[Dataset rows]
______
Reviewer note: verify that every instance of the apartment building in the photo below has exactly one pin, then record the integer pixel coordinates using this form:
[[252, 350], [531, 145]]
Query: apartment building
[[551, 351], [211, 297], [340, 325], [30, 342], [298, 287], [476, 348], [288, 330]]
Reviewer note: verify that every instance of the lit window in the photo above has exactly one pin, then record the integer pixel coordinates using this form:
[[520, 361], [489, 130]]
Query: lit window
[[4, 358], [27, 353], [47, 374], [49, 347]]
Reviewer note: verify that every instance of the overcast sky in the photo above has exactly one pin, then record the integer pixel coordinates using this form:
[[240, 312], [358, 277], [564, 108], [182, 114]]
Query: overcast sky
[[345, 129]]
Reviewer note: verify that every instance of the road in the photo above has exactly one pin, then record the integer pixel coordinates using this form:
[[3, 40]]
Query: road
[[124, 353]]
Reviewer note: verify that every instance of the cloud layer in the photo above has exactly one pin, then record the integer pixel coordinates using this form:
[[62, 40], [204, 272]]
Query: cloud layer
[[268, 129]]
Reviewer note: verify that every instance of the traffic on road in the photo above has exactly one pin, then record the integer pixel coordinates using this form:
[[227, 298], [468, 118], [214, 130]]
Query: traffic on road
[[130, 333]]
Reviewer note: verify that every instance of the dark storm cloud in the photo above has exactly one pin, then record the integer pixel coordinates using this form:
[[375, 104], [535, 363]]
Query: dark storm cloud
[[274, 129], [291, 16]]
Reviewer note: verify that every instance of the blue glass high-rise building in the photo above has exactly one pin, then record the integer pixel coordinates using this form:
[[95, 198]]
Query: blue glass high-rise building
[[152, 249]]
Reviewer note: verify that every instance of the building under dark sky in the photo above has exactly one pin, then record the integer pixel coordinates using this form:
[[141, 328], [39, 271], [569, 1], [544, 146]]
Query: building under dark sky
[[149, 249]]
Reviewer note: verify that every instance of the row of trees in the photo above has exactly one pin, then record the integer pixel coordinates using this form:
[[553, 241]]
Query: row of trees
______
REQUIRED WORK: Retype all of the items above line by line, changing nothing and keeping them in the same order.

IN RESPONSE:
Reviewer note: verify that every instance of the apartment building in the photo below has exactly one pin, then record the integer pixel coordinates using this form:
[[252, 350], [531, 145]]
Query: apartment building
[[551, 351], [211, 297], [340, 325], [30, 342], [298, 287], [476, 348], [288, 330]]
Reviewer note: verify that every instance of the lit window in the photo above has exactly one pin, then record the integer pixel coordinates using this form:
[[520, 361], [489, 130]]
Query: lit window
[[4, 358], [27, 353], [47, 374], [49, 347]]
Reviewer note: verify that every instance of the overcast sky in the photo above has exactly one pin, then record the integer pixel coordinates using this form:
[[240, 312], [358, 277], [564, 108], [182, 114]]
Query: overcast sky
[[345, 129]]
Reviewer note: verify that every instance of the road in the photo above has exactly one pin, then record the integer pixel coordinates using this form:
[[3, 40]]
Query: road
[[124, 353]]
Reviewer note: verify that every instance of the cloud layer in the photo above has exactly one pin, then record the integer pixel coordinates using this form:
[[62, 40], [204, 272]]
Query: cloud layer
[[268, 129]]
Reviewer note: verify that every instance of the traffic on road in the photo above has exactly one pin, then record the integer pixel coordinates using this form:
[[227, 298], [468, 118], [214, 130]]
Query: traffic on road
[[130, 333]]
Reviewer note: verify that every instance of the dark storm cloud in the photo above has exactly one pin, then record the integer pixel coordinates using this form:
[[375, 104], [535, 363]]
Query: dark storm cloud
[[274, 129], [291, 16]]
Reviewer note: verify that every instance of the blue glass high-rise building in the photo above has exactly one pin, then record the integer pixel coordinates using this form:
[[95, 198]]
Query: blue glass high-rise building
[[152, 249]]
Reviewer note: verify that every instance of the building under dark sky in the photo above has exactly one pin, then record the integer pixel coordinates using this form:
[[141, 328], [39, 271], [569, 1], [544, 146]]
Query: building under dark sky
[[149, 249]]
Reviewer note: verify that every instance of the row of trees in the photo above has exactly one pin, then record the integer pixel coordinates using this form:
[[553, 241]]
Query: row of trees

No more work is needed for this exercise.